* start Text segment *

# Fencing stance



## likewater* (Mar 25, 2017)

What is the Japanese or Chinese name for the strong side forward stance?  I heard it on Sifu Hajnasr's YouTube video.  It's like guygin or something.  Not the word for outsider.


----------



## Midnight-shadow (Mar 25, 2017)

I doubt you'll find the western fencing stance in Japanese or Chinese traditional Martial Arts (or at least I haven't come across it yet). It is something very specific to western fencing. There are a couple of stances that have similar foot placement such as the Japanese "Renoji-dachi" and the Chinese "Qi Xing Bu" but even then, we don't go fully side-ways on during these stances. At most you are at a 45 degree angle.


----------



## likewater* (Mar 25, 2017)

Midnight-shadow said:


> I doubt you'll find the western fencing stance in Japanese or Chinese traditional Martial Arts (or at least I haven't come across it yet). It is something very specific to western fencing. There are a couple of stances that have similar foot placement such as the Japanese "Renoji-dachi" and the Chinese "Qi Xing Bu" but even then, we don't go fully side-ways on during these stances. At most you are at a 45 degree angle.


The dachi stance is the closest one I could find. Did you hear what the Sifu called it?


----------



## likewater* (Mar 25, 2017)

* end Text segment *

◆ **Tasks**:
1. Write out the part of the fencing stance thread that begins at the words "# Fencing stance" and stops after "word for outsider.".
2. In the fencing stance thread, why does Midnight-shadow doubt that the western fencing stance appears in Japanese or Chinese traditional martial arts? Answer in one to three sentences.
Nothing in the entries is needed to do the tasks.

* start Stored data *

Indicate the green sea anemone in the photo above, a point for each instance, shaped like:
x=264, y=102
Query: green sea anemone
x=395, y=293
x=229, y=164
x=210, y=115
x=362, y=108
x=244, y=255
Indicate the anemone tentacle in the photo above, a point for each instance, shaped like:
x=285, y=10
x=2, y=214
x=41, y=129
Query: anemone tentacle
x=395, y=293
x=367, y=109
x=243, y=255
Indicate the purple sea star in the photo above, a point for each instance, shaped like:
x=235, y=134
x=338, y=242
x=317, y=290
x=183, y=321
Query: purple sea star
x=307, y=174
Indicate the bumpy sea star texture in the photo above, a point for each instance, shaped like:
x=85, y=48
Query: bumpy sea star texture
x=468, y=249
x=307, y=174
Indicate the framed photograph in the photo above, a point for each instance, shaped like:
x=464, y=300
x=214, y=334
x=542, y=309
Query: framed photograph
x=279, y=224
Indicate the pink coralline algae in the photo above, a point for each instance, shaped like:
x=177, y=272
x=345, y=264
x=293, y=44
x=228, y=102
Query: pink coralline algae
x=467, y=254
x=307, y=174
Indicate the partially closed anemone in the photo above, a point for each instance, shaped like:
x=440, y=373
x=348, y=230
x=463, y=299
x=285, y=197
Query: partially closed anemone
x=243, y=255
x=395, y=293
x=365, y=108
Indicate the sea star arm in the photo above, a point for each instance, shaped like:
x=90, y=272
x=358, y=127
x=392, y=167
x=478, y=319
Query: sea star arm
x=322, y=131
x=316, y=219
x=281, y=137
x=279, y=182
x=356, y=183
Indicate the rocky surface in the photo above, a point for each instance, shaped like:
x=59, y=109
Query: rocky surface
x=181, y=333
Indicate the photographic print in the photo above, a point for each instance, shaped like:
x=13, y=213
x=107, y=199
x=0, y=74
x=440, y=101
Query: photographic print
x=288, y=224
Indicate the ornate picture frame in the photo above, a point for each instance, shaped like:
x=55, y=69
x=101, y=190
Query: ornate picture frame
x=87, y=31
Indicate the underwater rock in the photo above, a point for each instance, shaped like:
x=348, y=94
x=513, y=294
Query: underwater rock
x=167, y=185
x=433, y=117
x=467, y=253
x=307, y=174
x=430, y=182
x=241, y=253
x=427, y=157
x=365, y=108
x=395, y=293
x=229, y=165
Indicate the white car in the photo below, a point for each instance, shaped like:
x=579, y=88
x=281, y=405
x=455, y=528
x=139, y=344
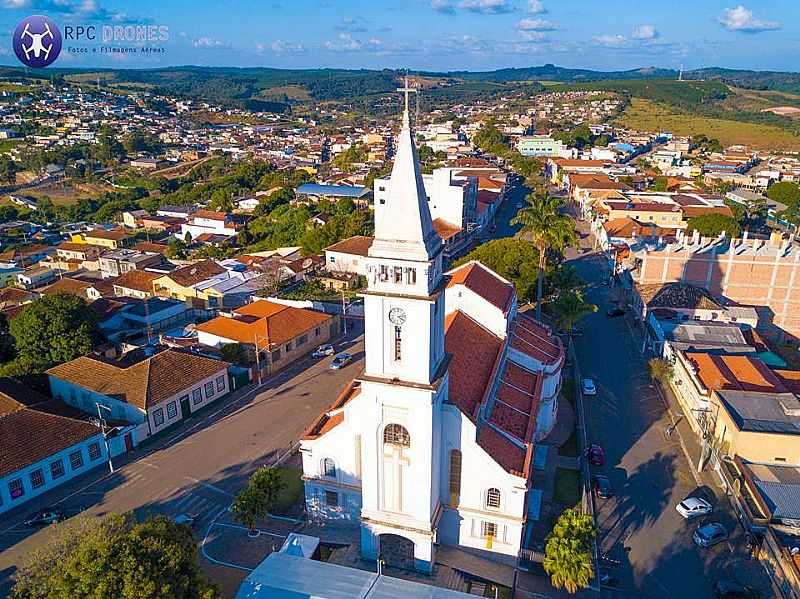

* end Stored data *

◆ **Completed exercise**:
1.
# Fencing stance



## likewater* (Mar 25, 2017)

What is the Japanese or Chinese name for the strong side forward stance?  I heard it on Sifu Hajnasr's YouTube video.  It's like guygin or something.  Not the word for outsider.

2. Midnight-shadow considers the stance something very specific to western fencing. The Japanese "Renoji-dachi" and the Chinese "Qi Xing Bu" have similar foot placement, but in those stances a practitioner doesn't turn fully sideways and stands at a 45 degree angle at most.